Write out every line of the data below word for word, changing nothing.

***** Exercise data

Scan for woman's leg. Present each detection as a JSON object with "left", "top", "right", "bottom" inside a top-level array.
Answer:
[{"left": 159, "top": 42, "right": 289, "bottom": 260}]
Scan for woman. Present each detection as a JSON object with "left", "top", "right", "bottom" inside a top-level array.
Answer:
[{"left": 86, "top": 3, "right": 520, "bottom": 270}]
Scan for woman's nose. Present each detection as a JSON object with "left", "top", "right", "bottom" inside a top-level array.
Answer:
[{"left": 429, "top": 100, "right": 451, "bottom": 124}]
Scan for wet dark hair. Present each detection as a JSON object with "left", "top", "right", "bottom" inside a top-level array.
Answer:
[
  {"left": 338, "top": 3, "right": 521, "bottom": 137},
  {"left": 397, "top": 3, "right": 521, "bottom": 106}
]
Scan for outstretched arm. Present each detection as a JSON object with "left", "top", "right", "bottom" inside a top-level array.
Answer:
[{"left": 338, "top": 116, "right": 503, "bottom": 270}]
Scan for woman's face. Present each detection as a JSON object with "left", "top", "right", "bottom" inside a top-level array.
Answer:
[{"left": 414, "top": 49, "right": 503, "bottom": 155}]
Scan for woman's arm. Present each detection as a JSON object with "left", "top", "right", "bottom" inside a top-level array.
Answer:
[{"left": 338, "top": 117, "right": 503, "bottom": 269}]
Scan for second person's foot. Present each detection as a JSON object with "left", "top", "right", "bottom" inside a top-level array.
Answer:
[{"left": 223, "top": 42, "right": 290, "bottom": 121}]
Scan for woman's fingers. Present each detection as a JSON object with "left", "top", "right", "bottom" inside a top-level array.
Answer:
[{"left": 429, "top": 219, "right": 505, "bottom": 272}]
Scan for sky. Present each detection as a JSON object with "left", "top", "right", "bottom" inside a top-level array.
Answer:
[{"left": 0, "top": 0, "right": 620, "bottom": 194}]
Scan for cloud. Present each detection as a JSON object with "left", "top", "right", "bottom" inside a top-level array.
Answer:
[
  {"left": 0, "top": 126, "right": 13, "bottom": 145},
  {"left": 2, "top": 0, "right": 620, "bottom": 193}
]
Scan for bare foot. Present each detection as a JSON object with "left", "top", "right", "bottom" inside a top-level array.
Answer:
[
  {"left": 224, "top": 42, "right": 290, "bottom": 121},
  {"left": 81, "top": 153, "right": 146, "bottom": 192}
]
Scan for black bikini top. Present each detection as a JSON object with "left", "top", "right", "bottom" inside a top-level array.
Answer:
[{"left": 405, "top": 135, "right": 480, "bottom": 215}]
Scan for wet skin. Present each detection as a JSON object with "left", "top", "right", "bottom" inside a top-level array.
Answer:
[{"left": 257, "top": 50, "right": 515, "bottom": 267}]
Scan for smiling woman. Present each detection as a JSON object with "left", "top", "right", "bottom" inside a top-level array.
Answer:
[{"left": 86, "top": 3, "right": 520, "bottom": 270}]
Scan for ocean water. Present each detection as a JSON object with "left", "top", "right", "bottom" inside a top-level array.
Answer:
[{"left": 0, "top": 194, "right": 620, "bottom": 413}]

**********

**Full response:**
Scan for woman's leg. Present each detection as a JSON object with "left", "top", "right", "bottom" inside a top-level array.
Answer:
[{"left": 159, "top": 42, "right": 289, "bottom": 260}]
Scan for woman. Present each detection as a JSON object with "left", "top", "right", "bottom" inside a top-level array.
Answer:
[{"left": 86, "top": 3, "right": 520, "bottom": 270}]
Scan for woman's nose. Present each detection as a JSON object with "left", "top", "right", "bottom" inside a top-level array.
Answer:
[{"left": 429, "top": 100, "right": 451, "bottom": 124}]
Scan for wet dark hair. Present each detection as a JSON object with "left", "top", "right", "bottom" inside a top-level array.
Answer:
[
  {"left": 338, "top": 3, "right": 521, "bottom": 137},
  {"left": 397, "top": 3, "right": 521, "bottom": 106}
]
Scan for outstretched arm. Present each detection as a JSON object with "left", "top", "right", "bottom" inside a top-level array.
Answer:
[{"left": 338, "top": 116, "right": 503, "bottom": 270}]
Scan for woman's face. Present each detection as a JSON object with "left", "top", "right", "bottom" inside a top-level array.
Answer:
[{"left": 414, "top": 49, "right": 503, "bottom": 155}]
Scan for woman's arm. Present each detection as a JSON object with "left", "top", "right", "bottom" inside a top-level array.
Answer:
[{"left": 338, "top": 117, "right": 503, "bottom": 269}]
Scan for second person's foot. Present each detection as a JSON object with "left", "top", "right", "bottom" inside a top-level array.
Answer:
[{"left": 223, "top": 42, "right": 290, "bottom": 121}]
Scan for woman's fingers. Present each detection as a JSON object with "left", "top", "right", "bottom" inside a top-level array.
Answer:
[{"left": 429, "top": 219, "right": 505, "bottom": 272}]
Scan for sky. Present each detection as a JSON object with "left", "top", "right", "bottom" inside a top-level array.
Answer:
[{"left": 0, "top": 0, "right": 620, "bottom": 194}]
Scan for cloud. Present each detection as a JSON object with "left", "top", "right", "bottom" inside a top-level array.
Answer:
[
  {"left": 0, "top": 126, "right": 13, "bottom": 145},
  {"left": 2, "top": 0, "right": 620, "bottom": 193}
]
Scan for bare foot. Present each detection as a JSON object with "left", "top", "right", "bottom" inside a top-level array.
Answer:
[
  {"left": 224, "top": 42, "right": 290, "bottom": 121},
  {"left": 81, "top": 153, "right": 146, "bottom": 192}
]
Scan for black bikini top. Present each detection as a JSON object with "left", "top", "right", "bottom" inside a top-level array.
Answer:
[{"left": 405, "top": 135, "right": 480, "bottom": 215}]
Scan for wet skin. Present each detection as a JSON object with "left", "top", "right", "bottom" inside a top-level array.
Answer:
[{"left": 257, "top": 50, "right": 515, "bottom": 267}]
Scan for smiling woman. Present each detection as a JSON object with "left", "top", "right", "bottom" inside a top-level array.
Answer:
[{"left": 86, "top": 3, "right": 520, "bottom": 270}]
Scan for ocean water. Present each detection as a JSON object with "left", "top", "right", "bottom" inside a top-level array.
Answer:
[{"left": 0, "top": 194, "right": 620, "bottom": 413}]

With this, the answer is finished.